SUPPLIED RECORDS
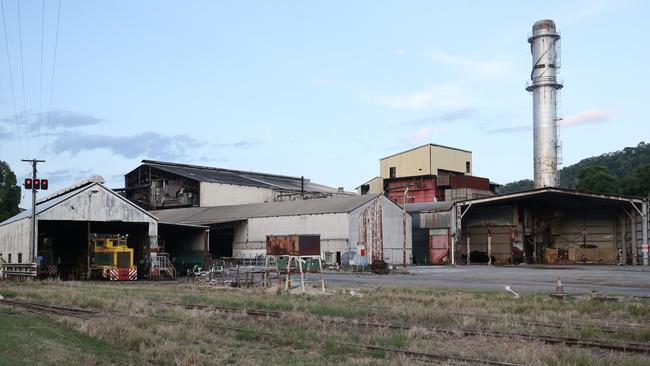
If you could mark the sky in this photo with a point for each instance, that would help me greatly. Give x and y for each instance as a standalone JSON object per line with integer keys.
{"x": 321, "y": 89}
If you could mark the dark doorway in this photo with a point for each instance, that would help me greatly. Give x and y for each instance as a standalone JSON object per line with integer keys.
{"x": 65, "y": 244}
{"x": 221, "y": 241}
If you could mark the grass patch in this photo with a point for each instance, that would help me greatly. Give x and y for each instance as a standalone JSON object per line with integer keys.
{"x": 36, "y": 340}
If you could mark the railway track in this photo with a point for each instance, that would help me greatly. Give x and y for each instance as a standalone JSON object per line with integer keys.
{"x": 625, "y": 324}
{"x": 415, "y": 355}
{"x": 629, "y": 347}
{"x": 43, "y": 309}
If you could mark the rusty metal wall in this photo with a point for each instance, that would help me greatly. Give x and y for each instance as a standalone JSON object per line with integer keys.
{"x": 434, "y": 220}
{"x": 490, "y": 216}
{"x": 293, "y": 245}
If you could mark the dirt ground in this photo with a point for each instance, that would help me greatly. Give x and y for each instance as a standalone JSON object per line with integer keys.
{"x": 366, "y": 324}
{"x": 609, "y": 280}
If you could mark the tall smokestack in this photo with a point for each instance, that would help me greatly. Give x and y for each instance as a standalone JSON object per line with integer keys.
{"x": 544, "y": 85}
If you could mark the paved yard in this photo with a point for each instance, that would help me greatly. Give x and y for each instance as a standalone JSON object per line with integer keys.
{"x": 541, "y": 279}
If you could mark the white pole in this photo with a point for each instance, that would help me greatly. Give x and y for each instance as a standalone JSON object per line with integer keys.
{"x": 489, "y": 248}
{"x": 644, "y": 235}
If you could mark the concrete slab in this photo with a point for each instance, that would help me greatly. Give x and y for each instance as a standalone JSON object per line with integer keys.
{"x": 530, "y": 279}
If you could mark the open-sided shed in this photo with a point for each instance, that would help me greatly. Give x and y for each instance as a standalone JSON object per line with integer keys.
{"x": 66, "y": 219}
{"x": 552, "y": 225}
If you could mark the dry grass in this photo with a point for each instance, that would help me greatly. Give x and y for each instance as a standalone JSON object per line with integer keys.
{"x": 177, "y": 336}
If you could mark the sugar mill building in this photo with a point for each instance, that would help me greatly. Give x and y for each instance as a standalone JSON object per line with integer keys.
{"x": 343, "y": 223}
{"x": 551, "y": 226}
{"x": 428, "y": 173}
{"x": 65, "y": 220}
{"x": 156, "y": 185}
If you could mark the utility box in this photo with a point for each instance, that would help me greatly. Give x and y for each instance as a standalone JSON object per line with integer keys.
{"x": 298, "y": 245}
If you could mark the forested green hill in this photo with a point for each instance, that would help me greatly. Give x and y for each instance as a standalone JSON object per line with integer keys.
{"x": 622, "y": 172}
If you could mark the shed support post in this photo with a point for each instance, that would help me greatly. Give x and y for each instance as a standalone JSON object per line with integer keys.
{"x": 468, "y": 251}
{"x": 623, "y": 244}
{"x": 453, "y": 246}
{"x": 489, "y": 248}
{"x": 635, "y": 244}
{"x": 644, "y": 235}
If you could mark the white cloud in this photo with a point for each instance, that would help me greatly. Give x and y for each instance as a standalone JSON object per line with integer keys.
{"x": 440, "y": 96}
{"x": 480, "y": 68}
{"x": 586, "y": 117}
{"x": 321, "y": 81}
{"x": 423, "y": 135}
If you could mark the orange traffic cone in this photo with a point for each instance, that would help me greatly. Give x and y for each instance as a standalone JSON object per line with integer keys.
{"x": 559, "y": 289}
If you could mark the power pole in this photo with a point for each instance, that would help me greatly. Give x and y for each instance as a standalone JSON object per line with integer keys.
{"x": 33, "y": 239}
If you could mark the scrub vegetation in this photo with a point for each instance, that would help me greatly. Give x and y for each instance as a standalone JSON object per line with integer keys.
{"x": 135, "y": 326}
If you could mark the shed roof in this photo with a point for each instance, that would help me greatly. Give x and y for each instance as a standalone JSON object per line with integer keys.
{"x": 429, "y": 206}
{"x": 556, "y": 196}
{"x": 425, "y": 145}
{"x": 219, "y": 214}
{"x": 238, "y": 177}
{"x": 64, "y": 195}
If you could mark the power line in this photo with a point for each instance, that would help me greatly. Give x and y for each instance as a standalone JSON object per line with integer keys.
{"x": 11, "y": 79}
{"x": 22, "y": 76}
{"x": 56, "y": 42}
{"x": 40, "y": 86}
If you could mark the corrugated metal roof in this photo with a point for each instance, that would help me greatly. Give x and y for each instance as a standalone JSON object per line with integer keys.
{"x": 40, "y": 207}
{"x": 68, "y": 192}
{"x": 227, "y": 176}
{"x": 425, "y": 145}
{"x": 213, "y": 215}
{"x": 429, "y": 206}
{"x": 553, "y": 192}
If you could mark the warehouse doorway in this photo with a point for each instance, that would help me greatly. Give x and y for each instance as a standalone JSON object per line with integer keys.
{"x": 64, "y": 244}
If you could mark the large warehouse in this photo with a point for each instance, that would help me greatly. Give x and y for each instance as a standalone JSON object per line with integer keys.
{"x": 66, "y": 219}
{"x": 342, "y": 223}
{"x": 157, "y": 185}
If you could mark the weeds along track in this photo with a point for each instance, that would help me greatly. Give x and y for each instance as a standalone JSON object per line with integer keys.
{"x": 604, "y": 324}
{"x": 84, "y": 314}
{"x": 629, "y": 347}
{"x": 428, "y": 357}
{"x": 42, "y": 309}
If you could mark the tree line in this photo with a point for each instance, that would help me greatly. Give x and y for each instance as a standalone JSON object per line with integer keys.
{"x": 625, "y": 172}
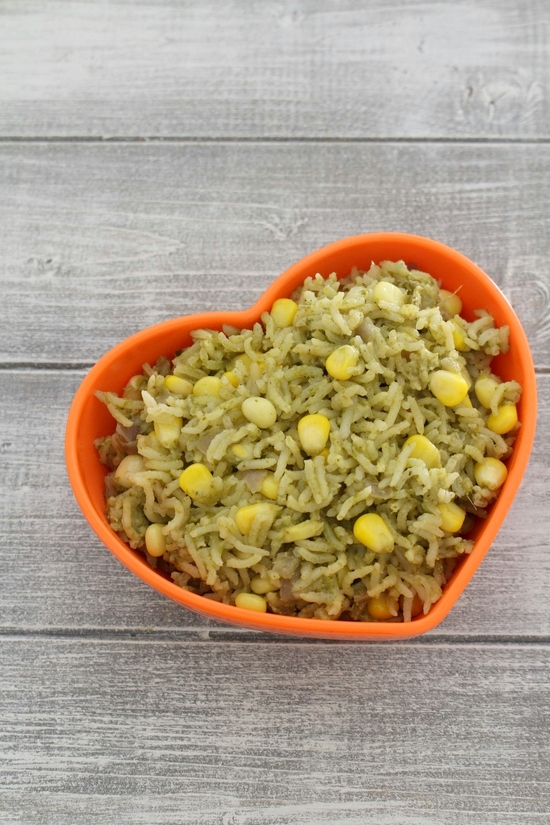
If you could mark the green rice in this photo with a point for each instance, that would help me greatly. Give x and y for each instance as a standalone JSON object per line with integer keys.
{"x": 327, "y": 574}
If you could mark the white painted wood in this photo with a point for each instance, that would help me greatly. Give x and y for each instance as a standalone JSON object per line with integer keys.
{"x": 118, "y": 707}
{"x": 99, "y": 241}
{"x": 283, "y": 68}
{"x": 273, "y": 734}
{"x": 56, "y": 574}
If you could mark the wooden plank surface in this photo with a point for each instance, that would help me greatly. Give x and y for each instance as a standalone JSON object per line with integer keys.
{"x": 284, "y": 733}
{"x": 280, "y": 68}
{"x": 161, "y": 158}
{"x": 56, "y": 574}
{"x": 99, "y": 241}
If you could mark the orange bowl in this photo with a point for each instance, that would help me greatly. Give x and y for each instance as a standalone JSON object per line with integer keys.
{"x": 89, "y": 418}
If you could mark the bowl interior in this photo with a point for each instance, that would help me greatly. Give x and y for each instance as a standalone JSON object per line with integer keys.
{"x": 90, "y": 419}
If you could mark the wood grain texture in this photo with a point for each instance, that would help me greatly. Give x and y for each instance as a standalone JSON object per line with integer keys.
{"x": 273, "y": 734}
{"x": 282, "y": 68}
{"x": 56, "y": 574}
{"x": 290, "y": 123}
{"x": 99, "y": 241}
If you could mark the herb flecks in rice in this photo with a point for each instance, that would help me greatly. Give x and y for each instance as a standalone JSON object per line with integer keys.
{"x": 318, "y": 569}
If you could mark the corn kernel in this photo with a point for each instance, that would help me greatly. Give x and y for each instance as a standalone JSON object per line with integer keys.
{"x": 155, "y": 541}
{"x": 424, "y": 450}
{"x": 283, "y": 312}
{"x": 313, "y": 432}
{"x": 168, "y": 429}
{"x": 302, "y": 531}
{"x": 448, "y": 387}
{"x": 129, "y": 465}
{"x": 177, "y": 385}
{"x": 250, "y": 601}
{"x": 384, "y": 291}
{"x": 242, "y": 451}
{"x": 485, "y": 388}
{"x": 270, "y": 487}
{"x": 196, "y": 481}
{"x": 244, "y": 517}
{"x": 261, "y": 585}
{"x": 259, "y": 411}
{"x": 504, "y": 420}
{"x": 232, "y": 378}
{"x": 209, "y": 385}
{"x": 371, "y": 530}
{"x": 450, "y": 302}
{"x": 459, "y": 338}
{"x": 490, "y": 473}
{"x": 378, "y": 607}
{"x": 452, "y": 516}
{"x": 341, "y": 362}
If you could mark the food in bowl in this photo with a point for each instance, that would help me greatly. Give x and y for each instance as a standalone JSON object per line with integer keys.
{"x": 328, "y": 463}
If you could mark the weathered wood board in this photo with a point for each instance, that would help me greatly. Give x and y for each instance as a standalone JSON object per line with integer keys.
{"x": 97, "y": 242}
{"x": 288, "y": 733}
{"x": 278, "y": 69}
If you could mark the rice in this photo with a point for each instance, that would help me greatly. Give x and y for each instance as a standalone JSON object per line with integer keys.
{"x": 299, "y": 551}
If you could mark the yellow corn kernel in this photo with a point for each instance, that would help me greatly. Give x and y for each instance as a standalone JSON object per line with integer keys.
{"x": 244, "y": 517}
{"x": 372, "y": 531}
{"x": 260, "y": 586}
{"x": 459, "y": 338}
{"x": 283, "y": 312}
{"x": 485, "y": 388}
{"x": 452, "y": 516}
{"x": 155, "y": 541}
{"x": 196, "y": 481}
{"x": 209, "y": 385}
{"x": 232, "y": 378}
{"x": 341, "y": 362}
{"x": 504, "y": 420}
{"x": 448, "y": 387}
{"x": 168, "y": 429}
{"x": 378, "y": 607}
{"x": 242, "y": 451}
{"x": 250, "y": 601}
{"x": 424, "y": 450}
{"x": 129, "y": 465}
{"x": 270, "y": 487}
{"x": 313, "y": 432}
{"x": 490, "y": 473}
{"x": 450, "y": 302}
{"x": 180, "y": 386}
{"x": 302, "y": 531}
{"x": 259, "y": 411}
{"x": 388, "y": 292}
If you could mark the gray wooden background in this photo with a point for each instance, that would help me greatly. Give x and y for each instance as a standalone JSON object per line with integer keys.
{"x": 161, "y": 157}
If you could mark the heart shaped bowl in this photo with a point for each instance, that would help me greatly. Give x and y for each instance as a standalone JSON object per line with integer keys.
{"x": 89, "y": 418}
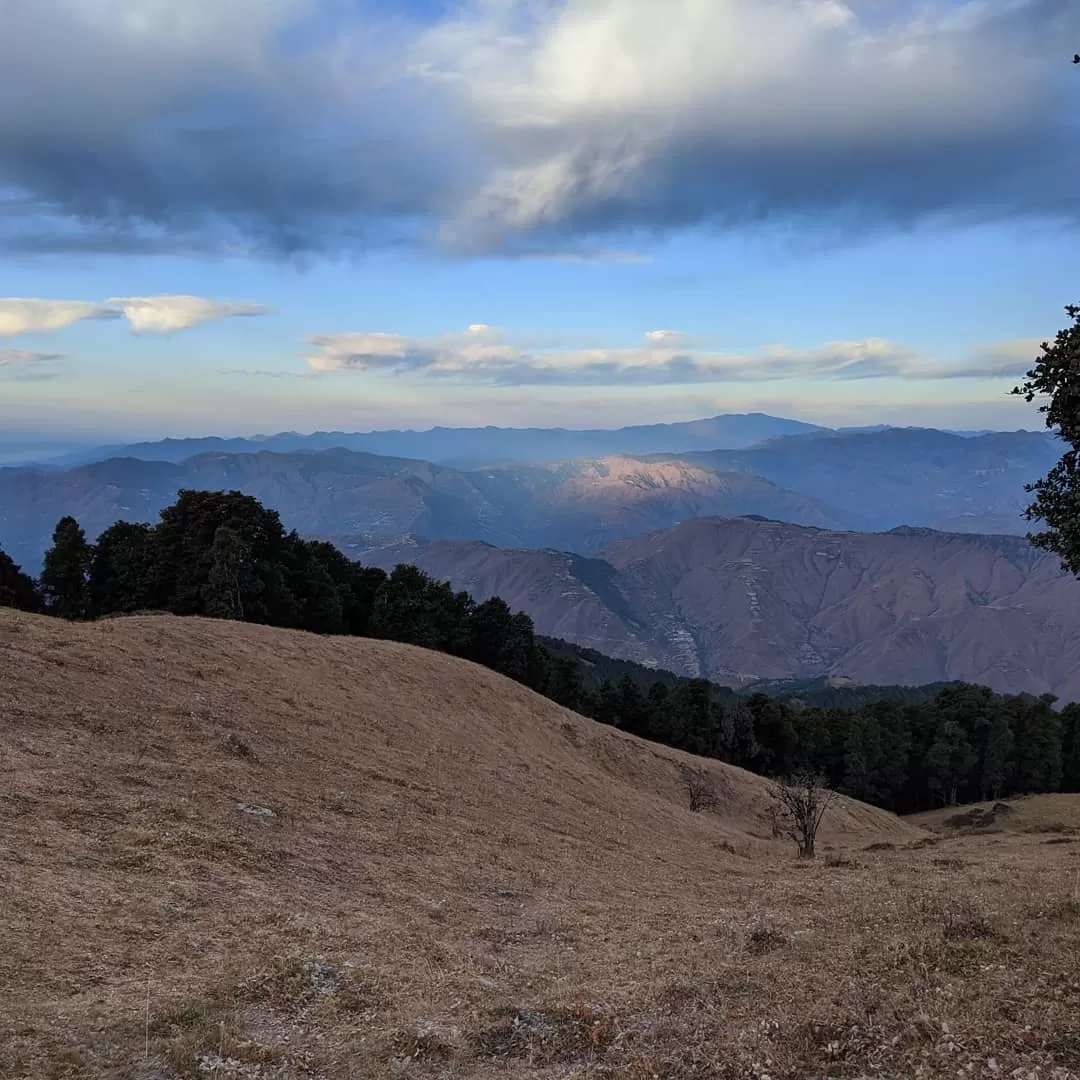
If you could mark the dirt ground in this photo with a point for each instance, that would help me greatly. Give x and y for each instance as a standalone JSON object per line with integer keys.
{"x": 231, "y": 851}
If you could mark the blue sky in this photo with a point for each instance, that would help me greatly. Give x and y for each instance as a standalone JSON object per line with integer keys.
{"x": 304, "y": 214}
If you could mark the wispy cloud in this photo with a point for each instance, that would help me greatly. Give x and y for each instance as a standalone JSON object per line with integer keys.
{"x": 146, "y": 314}
{"x": 37, "y": 316}
{"x": 484, "y": 354}
{"x": 19, "y": 358}
{"x": 535, "y": 126}
{"x": 166, "y": 314}
{"x": 21, "y": 365}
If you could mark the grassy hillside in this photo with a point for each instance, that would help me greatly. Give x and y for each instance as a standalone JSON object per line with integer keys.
{"x": 235, "y": 851}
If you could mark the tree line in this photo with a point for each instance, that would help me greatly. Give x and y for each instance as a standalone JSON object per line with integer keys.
{"x": 225, "y": 555}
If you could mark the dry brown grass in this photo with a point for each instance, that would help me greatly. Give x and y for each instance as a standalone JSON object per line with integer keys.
{"x": 460, "y": 879}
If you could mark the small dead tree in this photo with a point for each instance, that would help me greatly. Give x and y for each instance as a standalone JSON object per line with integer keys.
{"x": 700, "y": 792}
{"x": 798, "y": 807}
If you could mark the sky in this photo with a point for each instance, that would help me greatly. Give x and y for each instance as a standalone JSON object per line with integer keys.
{"x": 241, "y": 216}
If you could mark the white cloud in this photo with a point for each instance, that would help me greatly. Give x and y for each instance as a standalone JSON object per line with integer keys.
{"x": 19, "y": 358}
{"x": 166, "y": 314}
{"x": 146, "y": 314}
{"x": 636, "y": 111}
{"x": 665, "y": 337}
{"x": 39, "y": 316}
{"x": 483, "y": 354}
{"x": 540, "y": 125}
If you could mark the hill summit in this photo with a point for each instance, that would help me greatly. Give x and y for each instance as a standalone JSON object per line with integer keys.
{"x": 191, "y": 804}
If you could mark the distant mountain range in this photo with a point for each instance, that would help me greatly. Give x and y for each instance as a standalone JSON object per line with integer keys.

SET EXERCISE
All lines from the one with "If you could mark the dry brown" through the final line above are to be quoted exactly; quote no other line.

SOLUTION TO THIS EXERCISE
If you could mark the dry brown grass in this photo with a point for each instance, that would help me greatly. Give x and y for each instance as a standalone JSON object per line with integer keys.
{"x": 460, "y": 879}
If you could mark the small dead tree in this photo with a point for each instance, that would help me greatly. Give x and y for each instance as a standalone JSON object per line with integer keys.
{"x": 700, "y": 792}
{"x": 798, "y": 807}
If you could mark the sky in this photo with a point for each instance, that would help me greatly. Give x and y for each instance as a standalone JSON object per line with integer keys.
{"x": 241, "y": 216}
If you could mark the white cloud in this photo with a point for each instance, that would help me greatly. Give x and y for each instance as a standalone JSON object per line with integer keys.
{"x": 19, "y": 358}
{"x": 166, "y": 314}
{"x": 146, "y": 314}
{"x": 636, "y": 111}
{"x": 665, "y": 337}
{"x": 39, "y": 316}
{"x": 483, "y": 354}
{"x": 540, "y": 125}
If you could mark the hill summit in this photo with a point for each instance, that would help me greatly. Give x and y for each instance as a standalone JSON object per line with integer keys.
{"x": 191, "y": 804}
If you could mark the distant mountain range in this photo with a point for each instance, that would help me greatly. Give x and y for each instance as a standalone JSON object per line with integer keys.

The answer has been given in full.